◆ **TASK TO CARRY OUT**
Please filter the rows below and copy out every line that contains the string "Objective". Treat the match as case-sensitive.

◆ **GIVEN ENTRIES**
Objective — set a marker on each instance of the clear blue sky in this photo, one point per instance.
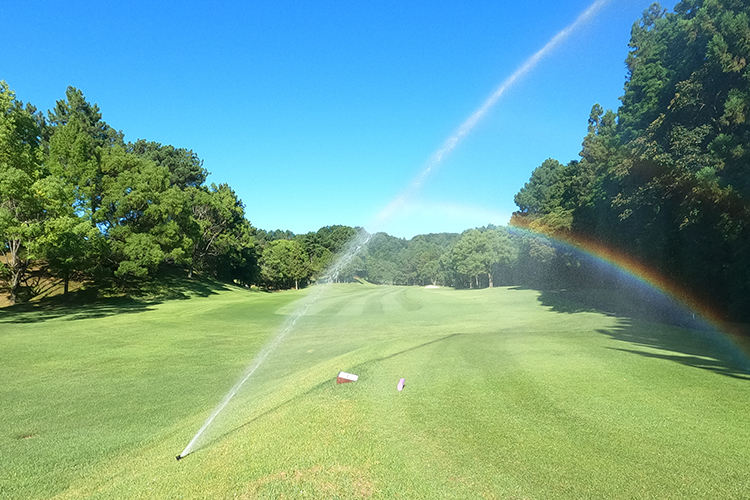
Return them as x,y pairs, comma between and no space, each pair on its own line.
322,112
---
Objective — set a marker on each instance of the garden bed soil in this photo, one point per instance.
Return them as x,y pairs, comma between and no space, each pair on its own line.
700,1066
--
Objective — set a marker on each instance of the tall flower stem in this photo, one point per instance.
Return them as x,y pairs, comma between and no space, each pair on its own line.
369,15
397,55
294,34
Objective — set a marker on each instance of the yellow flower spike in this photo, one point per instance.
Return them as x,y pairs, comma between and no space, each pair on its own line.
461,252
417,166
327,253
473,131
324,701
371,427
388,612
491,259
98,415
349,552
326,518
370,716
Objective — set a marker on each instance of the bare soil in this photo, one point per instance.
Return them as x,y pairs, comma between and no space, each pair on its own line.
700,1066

◆ **SOLUTION TO THIS EXERCISE**
Objective — set a marker on each instance of the clear blue sky in this photo, one point per instance.
Objective — set a marker on each instance of the garden bed soil in this photo, one point per instance.
Objective — set a marker on each instance of the tall flower stem in this photo, one point per instance.
Objective — set a marker on each instance of the yellow flower spike in this photo, one point per instance.
Objective — set a marker on each instance of the bare soil in this photo, one point per instance.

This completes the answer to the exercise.